■ EXERCISES TO COMPLETE ■
**a)** List every feature of the American presidential election system that the commentary on the disputed election describes.
**b)** Resume the commentary on the disputed American presidential election at the point where it stops.

The idea of being governed by a President the legitimacy of whose election is questioned by a substantial section of people may not be strange to Sri Lankans who have got used to more than a decade of flawed elections. However it will be a new and disturbing experience for Americans who have grown up with the belief that they have the best democracy in the world.

Nevertheless it appears to an outside observer that many of the seeming flaws that have surfaced at this election are in fact attributable to the character of the American political system but have escaped criticism because they have not previously been a deciding factor in the result.

The system of indirect election of the President through an Electoral College comprising electors from the 50 states is said to have been devised in order to make every state count in the electoral process. If candidates had only to seek a bare majority of the popular vote, they could do so without even bothering to campaign in some of the smaller or less populated states.

However this holds good more in theory than in practice owing to the vast variation in the number of electors that the different states are entitled to send to the Electoral College, e.g. 54 from Califonia, as few as three from some of the smaller states. Since the number of electors that a state is entitled to send depends on the size of its population, one wonders whether anything would have been lost by opting for a direct popular vote.

Distortion

Instead the Electoral College system results in a considerable distortion of the popular vote within each state by the addition of a winner take all policy, i.e. whoever wins a bare majority of the popular vote in each state wins all the electors of that state. This means that the votes of a considerable section of people from each state could end up counting for nothing in the final arithmetic that determines who wins the Presidency.

An outside observer could be forgiven for feeling that the more orthodox system of direct election is fundamentally sounder, despite the flaws that might attend its implementation in some less developed democracies.

Another distinguishing feature of the American system is that the electoral process even for the election of President is governed by state law and can thus vary from one state to another. Such an extreme form of federalism is the legacy of a jealous guarding of rights by the states during the formative years of the Union.

Unfortunately for the American nation, the state that is to decide the Presidency appears to have one of the most lax and potentially controversial electoral systems. In Florida, unlike in many other states, there is not even a prescribed uniform standard for determining the validity of ballots within the state, with each county apparently setting its own rules.

■ GIVEN INFORMATION ■

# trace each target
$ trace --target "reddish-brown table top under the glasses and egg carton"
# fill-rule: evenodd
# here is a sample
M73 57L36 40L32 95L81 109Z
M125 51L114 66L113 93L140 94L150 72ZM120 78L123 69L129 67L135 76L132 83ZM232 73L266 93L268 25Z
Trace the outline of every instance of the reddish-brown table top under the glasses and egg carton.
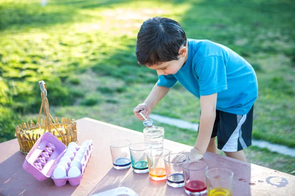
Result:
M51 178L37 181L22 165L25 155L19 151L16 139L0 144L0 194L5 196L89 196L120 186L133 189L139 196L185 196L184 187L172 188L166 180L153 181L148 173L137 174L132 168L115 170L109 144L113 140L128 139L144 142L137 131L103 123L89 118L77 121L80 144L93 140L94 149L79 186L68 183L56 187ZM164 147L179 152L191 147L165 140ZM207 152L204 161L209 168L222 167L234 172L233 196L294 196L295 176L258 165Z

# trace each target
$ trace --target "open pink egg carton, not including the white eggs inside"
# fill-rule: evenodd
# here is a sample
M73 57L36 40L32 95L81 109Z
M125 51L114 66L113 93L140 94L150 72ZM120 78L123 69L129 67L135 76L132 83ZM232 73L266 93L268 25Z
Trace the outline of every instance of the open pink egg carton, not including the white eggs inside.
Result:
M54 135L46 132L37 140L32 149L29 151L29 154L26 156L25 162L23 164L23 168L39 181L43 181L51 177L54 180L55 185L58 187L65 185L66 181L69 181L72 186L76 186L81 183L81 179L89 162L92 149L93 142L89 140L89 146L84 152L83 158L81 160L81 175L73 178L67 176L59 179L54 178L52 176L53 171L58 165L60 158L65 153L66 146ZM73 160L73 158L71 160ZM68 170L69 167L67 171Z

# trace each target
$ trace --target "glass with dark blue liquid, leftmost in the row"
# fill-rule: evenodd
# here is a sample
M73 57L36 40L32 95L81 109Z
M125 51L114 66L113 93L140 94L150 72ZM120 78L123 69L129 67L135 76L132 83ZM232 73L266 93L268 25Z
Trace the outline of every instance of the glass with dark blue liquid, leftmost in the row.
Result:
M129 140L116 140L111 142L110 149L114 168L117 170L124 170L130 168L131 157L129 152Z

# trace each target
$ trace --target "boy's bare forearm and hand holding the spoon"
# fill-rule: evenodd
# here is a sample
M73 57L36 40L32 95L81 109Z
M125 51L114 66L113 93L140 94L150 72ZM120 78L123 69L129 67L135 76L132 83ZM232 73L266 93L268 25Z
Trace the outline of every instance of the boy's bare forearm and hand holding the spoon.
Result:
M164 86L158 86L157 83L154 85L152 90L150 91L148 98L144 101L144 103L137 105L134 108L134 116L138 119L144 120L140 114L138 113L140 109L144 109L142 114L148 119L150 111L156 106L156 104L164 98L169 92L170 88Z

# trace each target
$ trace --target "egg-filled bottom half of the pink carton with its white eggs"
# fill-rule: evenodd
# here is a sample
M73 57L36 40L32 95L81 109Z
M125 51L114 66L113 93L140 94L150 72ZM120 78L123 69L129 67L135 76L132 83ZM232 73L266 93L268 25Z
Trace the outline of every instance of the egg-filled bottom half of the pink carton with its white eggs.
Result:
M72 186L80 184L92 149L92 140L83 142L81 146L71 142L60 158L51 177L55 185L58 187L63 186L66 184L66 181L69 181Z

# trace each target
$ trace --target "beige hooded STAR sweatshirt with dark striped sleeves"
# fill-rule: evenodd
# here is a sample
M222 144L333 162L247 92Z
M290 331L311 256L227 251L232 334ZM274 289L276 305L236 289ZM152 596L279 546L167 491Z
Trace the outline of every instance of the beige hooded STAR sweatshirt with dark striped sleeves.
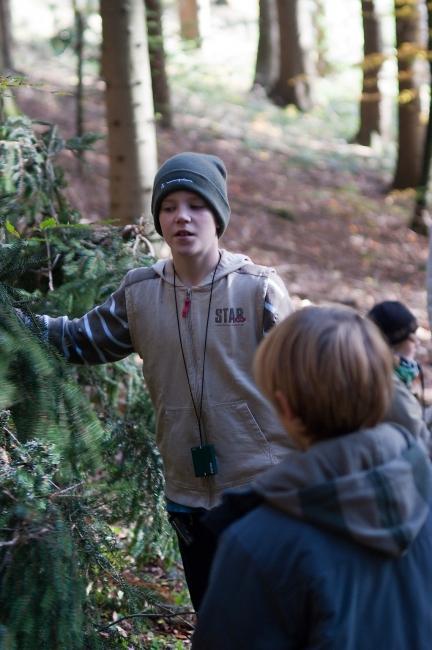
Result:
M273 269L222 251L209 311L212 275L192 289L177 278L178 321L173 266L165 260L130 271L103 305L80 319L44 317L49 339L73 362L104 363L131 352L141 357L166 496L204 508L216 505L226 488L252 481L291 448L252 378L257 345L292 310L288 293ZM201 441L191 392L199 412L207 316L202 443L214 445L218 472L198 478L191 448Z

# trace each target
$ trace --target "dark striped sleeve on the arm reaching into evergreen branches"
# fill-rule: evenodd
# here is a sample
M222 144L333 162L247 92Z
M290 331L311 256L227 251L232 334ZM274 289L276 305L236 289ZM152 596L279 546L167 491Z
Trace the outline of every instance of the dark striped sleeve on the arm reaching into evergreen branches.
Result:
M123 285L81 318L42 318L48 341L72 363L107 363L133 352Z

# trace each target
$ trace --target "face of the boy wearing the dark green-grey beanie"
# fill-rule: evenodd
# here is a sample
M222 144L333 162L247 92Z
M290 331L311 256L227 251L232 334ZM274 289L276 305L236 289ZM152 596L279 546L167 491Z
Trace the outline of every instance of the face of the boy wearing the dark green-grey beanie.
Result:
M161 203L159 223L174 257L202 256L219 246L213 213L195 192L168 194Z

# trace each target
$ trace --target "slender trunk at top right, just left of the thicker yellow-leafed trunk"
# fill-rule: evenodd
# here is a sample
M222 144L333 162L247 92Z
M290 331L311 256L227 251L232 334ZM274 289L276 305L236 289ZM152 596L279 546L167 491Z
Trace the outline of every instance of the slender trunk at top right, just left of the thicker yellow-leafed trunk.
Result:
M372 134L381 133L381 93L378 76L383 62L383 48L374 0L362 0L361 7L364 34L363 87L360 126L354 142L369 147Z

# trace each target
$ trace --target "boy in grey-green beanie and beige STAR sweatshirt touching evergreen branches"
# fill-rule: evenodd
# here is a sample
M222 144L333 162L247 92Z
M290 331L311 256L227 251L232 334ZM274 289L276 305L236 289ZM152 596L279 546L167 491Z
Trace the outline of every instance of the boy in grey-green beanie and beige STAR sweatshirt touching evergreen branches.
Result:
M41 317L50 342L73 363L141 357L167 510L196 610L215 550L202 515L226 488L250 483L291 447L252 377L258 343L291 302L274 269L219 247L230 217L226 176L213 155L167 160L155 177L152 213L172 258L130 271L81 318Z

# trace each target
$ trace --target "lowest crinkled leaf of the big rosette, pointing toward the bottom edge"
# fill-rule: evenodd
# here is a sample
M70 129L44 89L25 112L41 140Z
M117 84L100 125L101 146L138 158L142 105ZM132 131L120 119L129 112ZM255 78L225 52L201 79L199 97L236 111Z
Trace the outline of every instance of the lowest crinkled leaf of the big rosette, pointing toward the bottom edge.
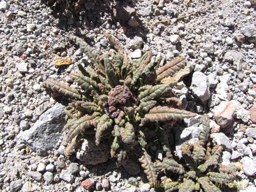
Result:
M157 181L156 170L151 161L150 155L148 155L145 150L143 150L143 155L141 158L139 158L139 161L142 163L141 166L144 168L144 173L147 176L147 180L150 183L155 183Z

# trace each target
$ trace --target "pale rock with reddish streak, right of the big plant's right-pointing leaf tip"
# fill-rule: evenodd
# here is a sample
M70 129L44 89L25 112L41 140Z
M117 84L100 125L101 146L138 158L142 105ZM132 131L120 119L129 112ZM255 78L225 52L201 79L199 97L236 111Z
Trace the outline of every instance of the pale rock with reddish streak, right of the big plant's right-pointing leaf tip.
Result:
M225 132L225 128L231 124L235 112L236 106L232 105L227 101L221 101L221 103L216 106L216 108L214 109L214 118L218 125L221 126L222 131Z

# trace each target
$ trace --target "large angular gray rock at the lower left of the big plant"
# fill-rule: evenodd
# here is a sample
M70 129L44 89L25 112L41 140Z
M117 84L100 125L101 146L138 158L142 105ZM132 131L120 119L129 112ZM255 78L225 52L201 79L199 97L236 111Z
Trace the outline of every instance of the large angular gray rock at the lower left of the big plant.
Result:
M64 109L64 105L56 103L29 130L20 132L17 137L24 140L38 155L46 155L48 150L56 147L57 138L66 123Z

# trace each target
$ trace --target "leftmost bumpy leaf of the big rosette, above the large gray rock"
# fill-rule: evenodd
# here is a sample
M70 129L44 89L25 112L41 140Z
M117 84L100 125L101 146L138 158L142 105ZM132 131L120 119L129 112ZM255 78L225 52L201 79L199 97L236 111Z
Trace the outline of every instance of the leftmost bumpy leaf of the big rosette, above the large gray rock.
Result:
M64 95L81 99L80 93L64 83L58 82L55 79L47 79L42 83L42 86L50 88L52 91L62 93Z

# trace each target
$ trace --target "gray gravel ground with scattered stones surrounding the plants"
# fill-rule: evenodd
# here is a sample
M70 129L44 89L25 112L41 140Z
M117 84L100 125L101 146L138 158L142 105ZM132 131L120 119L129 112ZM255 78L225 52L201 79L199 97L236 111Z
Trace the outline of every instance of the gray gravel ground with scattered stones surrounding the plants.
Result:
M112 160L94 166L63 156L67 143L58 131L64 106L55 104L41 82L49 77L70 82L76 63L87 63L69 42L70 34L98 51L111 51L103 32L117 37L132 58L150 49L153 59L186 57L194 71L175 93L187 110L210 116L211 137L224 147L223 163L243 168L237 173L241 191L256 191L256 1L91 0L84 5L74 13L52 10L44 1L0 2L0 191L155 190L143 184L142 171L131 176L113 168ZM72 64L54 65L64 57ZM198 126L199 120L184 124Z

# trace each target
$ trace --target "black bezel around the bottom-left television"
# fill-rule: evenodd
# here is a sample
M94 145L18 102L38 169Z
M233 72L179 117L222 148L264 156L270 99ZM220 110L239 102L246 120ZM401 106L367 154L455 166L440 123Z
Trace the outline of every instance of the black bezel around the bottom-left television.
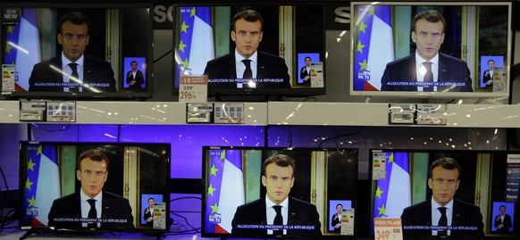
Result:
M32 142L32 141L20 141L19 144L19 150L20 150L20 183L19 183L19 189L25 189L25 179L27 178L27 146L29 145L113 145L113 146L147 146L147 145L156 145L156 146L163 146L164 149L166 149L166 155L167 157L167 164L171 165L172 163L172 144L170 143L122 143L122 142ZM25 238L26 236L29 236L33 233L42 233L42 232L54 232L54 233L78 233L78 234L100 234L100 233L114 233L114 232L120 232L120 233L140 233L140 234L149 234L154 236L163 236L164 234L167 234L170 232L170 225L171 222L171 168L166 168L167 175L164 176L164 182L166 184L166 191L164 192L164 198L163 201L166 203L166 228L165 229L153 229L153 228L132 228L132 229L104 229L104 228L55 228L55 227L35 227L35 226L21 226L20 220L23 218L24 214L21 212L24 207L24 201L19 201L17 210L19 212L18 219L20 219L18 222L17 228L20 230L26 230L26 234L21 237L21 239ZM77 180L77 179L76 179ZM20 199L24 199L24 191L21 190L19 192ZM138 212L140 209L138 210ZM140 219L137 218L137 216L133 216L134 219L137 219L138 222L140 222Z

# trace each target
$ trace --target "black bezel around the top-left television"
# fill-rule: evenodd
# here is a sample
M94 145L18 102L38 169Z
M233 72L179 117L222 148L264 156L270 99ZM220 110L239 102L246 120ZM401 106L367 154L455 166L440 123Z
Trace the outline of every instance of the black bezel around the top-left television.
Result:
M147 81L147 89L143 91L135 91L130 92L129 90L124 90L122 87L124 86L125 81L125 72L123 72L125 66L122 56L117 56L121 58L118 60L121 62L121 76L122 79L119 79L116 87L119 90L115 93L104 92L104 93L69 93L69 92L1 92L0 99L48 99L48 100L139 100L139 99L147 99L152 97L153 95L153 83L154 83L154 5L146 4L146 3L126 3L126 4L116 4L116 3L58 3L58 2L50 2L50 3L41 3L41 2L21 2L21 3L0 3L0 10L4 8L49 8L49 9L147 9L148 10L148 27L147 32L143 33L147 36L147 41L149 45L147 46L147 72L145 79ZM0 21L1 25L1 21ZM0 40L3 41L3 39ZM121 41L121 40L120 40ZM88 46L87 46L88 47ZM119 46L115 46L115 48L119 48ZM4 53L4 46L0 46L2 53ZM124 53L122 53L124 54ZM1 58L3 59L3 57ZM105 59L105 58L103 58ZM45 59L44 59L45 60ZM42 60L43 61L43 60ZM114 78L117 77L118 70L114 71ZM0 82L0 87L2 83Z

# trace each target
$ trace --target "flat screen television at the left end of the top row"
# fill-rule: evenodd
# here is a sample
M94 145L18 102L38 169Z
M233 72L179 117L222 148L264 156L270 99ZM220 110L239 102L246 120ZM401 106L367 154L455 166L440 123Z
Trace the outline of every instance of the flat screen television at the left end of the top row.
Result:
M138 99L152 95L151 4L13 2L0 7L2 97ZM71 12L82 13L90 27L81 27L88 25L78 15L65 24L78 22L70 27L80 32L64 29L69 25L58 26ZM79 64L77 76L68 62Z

■ ANSWERS FOR EACH ITEM ■
**a)**
- The President is elected indirectly, through an Electoral College made up of electors from the 50 states.
- The number of electors each state may send depends on the size of its population.
- A winner-take-all rule gives all of a state's electors to whoever wins a bare majority of that state's popular vote.
- The electoral process, even for the presidency, is governed by state law and can vary from one state to another.

**b)**
In addition, the Florida State legislature appears to have passed two conflicting laws regarding the count. On the one hand the law allows for the State authorities to set a one week deadline for the counties to submit their election results. On the other hand there is also a provision for manual recounts which, as the Florida Supreme Court acknowledged during its recent hearing on this issue, could well take the counting of votes beyond the one week deadline.

In previous cases involving local and Congressional elections, rulings by the Florida courts have tended not to favour rigid deadlines at the expense of ascertaining voter intentions. However in the case of the Presidential election the court is faced with an added deadline, namely the fact that the State Legislature of Florida has to certify its electors to the Electoral College by December 12.

Thus while manual recounts would allow for the possible inclusion of ballots that were rejected by mechanical counting machines and thus give expression to the wishes of a larger number of voters, a prolonged recounting process that causes Florida to miss the December 12 deadline would have the effect of disenfranchising the whole State.

Florida’s Supreme Court sought to effect a balance between these two competing interests when it directed the State’s election officials to accept recount results up to November 27 morning. However the waters were immediately muddied when Miami-Dade, the largest of the counties where recounting was going on, decided to halt its recount on the ground that it could not be finished by the November 27 deadline anyway.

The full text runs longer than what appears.